◆ **DOCUMENT SEGMENT**
━━━━━━

The tech I'm talking about also has many implications besides reputation as well. I've spent the last couple of years kicking around the applications for it and trying to decide where to find an initial home for these ideas and the corresponding software implementation. With Steem finally having a chance to be a true decentralized platform for idea exchange, I decided this was an ideal place to introduce it and I'm looking forward to setting up a team to develop it.

@blocktrades I hope you can develop such an improved reputation system and use it to filter fake suckpuppet witnesses in the future.

The combined reputations of the voters for a witness is certainly a candidate for a signal that this isn't just a hostile take over by a single entity.

The absolute number of votes to somehow weight the net weight of the Steem Power would also make this kind of attack harder.

Since reputation is currently only really a measure of the value of the upvotes an account has received (and downvotes), the more benefit a user gets from a high reputation, the more chance there is of them buying votes and self upvoting etc.
The effects on Proof of Brain also have to be considered.
A truly effective reputation algorithm would be great, but I am not sure it can be done without some kind of KYC.

I very much believe it's possible to create a reputation system without what is traditionally known as KYC and I plan to write more on that topic in the future, once I have some free time again.

Great ok, I look forward to it. The majority of examples I have seen so far which are used to determine important (life changing) outcomes are the kind seen in the Chinese social credit system, which obviously goes too far down the route of centralisation. As soon as outcomes are based on reputation, I think there is a need to ensure that the reputation applies to a unique person or entity. I know that Voice (EOS) uses a patented system for identity involving multiple phones, but I personally don't like systems that force users to own a specific piece of hardware, especially when there are well known health risks (documented over decades by countless scientific studies) relating to elements of the tech. :/

I'd be interested in an algorithm that sorted humans from bots and gave accounts a kind of real human score. How many apps so they use? Bio data to from input devices like phones, range of non automated behaviors. Something very hard to fake.

━━━━━━

◆ **REQUIREMENT**
Extend the discussion above about reputation systems on Steem, continuing after its final comment on separating humans from bots.

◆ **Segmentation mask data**

━━━━━━

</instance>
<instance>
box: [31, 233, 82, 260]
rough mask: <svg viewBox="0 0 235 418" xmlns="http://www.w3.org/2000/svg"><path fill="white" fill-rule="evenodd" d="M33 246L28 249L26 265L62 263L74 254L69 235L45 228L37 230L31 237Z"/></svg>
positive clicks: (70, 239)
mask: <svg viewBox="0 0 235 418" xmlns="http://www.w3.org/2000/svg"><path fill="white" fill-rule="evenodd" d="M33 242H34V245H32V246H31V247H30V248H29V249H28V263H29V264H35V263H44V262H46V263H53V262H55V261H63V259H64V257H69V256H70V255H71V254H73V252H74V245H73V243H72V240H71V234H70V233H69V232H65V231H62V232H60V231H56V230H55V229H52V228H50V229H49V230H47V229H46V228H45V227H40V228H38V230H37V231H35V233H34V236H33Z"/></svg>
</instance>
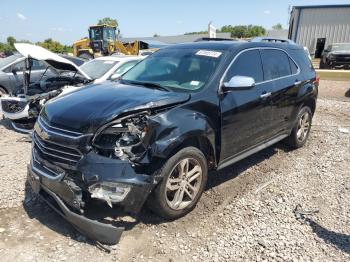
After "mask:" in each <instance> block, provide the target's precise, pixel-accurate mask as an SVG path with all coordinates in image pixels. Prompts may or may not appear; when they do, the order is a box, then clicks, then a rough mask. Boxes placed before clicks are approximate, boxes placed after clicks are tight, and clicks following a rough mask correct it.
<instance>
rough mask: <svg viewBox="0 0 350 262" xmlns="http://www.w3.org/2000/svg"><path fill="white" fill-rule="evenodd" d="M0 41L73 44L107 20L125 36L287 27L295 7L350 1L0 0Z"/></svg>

━━━━━━

◆ **ANSWER SECTION**
I follow a company called Biocatch which does invisible security for banks. Their systems are proprietary and patented but worth reading their public details.

There has been a system for reliably identifying spam and bots on Steem for a long time, but it's creator @andybets left STEEM for EOS and didn't reply to my messages when I tried to contact him last time.

Such ideas have been suggested in the past, but an attacker can easily distribute his Steem Power over many sockpuppet accounts to counter that.

This is interesting.

As I was reading some of the responses above, I was wondering if there was any real way to determine "good" from "bad" stake, and how that may implicate witness voting.

Based on your explorations of a potential 'reputation system that actually works', and the original comment from @argsolver above -- would using a new reputation index as a criteria for running a witness be an effective way to do it? Or would another path, such as maybe applying some kind of bonus/penalty to the effective stake being used to vote witnesses work?


Regardless.. Definitely eager to hear more background / context on DPoS, as well as your (and @theoretical's ) thoughts on future improvements / different protocols.

Here I define "REDPOS" as a DPOS protocol evolution thanks to the reputation factor.

Many witnesses create a new account for their witness (so their blog/main account is separate form their witness/alt account). The rep can be circumvented (and augmented) by one or two high-rep/high SP accounts.. so while the timing of the puppet accounts' rise to witness may take a little longer, it's still possible to bypass such a limitation.

Regardless, the best part about a blockchain is that anyone can be a witness with enough support from the "community".. limiting by rep is an arbitrary barrier to entry that may make potential adopters shy away from the "eliteist" protocol/restriction on becoming a witness..

Just my $0.02

limiting by rep is an arbitrary barrier to entry

Like any treshold is arbitrary, of course. The intention is to help constitute a "proof of human". With no barrier, it is proven that 30 suckpuppet accounts can be created by one entity and take control of STEEM just by means of SP brute-force.

STEEM is a blockchain, but it is also a 4 year old HUMAN community, so there should be ways to incorporate the human factor or the "proof of human" on the witness electoral process.

It could be a "non-issue" to create a witness account with non-rep like 4 years ago. But now in my opinion, it just doesn't make sense to allow such a thing.

If REP can be gamed as factor, at least it demands some effort/time and time is a factor that could be used to protect the chain in case of an attack.

Agree that there can/should be a barrier, but Rep is not the correct one. It's too easily "gamed" .. that's all I'm saying, which I guess I didn't explain well enough. Read the whitepaper and you'll know what I mean. It's pretty simple math for why Rep isn't a true barrier when you factor in someone with enough SP to auto-elect witnesses.

STEEM has the advantage that no witness knew they were "mining REP" for 4 years. So if you implement a better REP system (perhaps taking parameters such as account age) and then convert the current DPOS protocol into a REDPOS one you should get a stronger blockchain.

Wont be perfect, but sure better.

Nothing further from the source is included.